**Supplied data:**
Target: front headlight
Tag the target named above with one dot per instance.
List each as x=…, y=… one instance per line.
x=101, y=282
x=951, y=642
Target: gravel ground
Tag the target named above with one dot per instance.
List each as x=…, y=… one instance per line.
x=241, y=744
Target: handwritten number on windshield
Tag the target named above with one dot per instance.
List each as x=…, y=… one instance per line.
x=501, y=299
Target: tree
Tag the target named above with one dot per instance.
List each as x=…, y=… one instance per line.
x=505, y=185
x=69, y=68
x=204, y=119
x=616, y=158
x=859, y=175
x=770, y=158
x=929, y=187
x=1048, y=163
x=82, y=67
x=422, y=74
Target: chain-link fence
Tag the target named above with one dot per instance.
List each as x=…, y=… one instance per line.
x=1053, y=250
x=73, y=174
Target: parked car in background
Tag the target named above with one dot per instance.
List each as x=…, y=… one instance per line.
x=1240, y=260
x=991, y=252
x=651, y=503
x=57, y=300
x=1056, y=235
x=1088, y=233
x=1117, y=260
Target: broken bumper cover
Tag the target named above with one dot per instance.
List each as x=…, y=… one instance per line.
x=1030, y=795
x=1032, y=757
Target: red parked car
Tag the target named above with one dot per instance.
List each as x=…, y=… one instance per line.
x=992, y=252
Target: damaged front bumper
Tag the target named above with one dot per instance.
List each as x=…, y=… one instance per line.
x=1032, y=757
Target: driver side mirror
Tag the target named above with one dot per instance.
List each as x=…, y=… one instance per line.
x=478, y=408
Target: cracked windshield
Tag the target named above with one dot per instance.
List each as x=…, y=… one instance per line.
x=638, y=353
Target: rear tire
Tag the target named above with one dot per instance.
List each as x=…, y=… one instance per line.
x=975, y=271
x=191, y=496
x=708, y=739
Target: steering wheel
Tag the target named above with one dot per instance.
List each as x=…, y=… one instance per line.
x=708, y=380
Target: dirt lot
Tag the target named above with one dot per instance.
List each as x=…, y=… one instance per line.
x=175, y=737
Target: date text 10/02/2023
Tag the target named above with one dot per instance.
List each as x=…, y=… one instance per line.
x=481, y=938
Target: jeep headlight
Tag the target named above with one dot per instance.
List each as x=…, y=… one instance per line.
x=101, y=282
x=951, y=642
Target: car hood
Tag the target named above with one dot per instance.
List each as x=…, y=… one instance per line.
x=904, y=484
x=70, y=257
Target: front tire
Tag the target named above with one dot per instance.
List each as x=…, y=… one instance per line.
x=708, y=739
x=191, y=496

**What you should do:** Word for word, restate the lines above from the line containing "Target: broken bumper cover" through the line containing "Target: damaged front bumper", with both included and nothing else.

**Solution to this problem:**
Target: broken bumper cover
Tag the target named above with one dot per instance.
List each as x=…, y=… one instance per line.
x=1030, y=795
x=1032, y=757
Target: red parked car
Tag the target named above with one dot per instance.
List each as x=…, y=… one instance per line.
x=992, y=252
Target: damaged front bumper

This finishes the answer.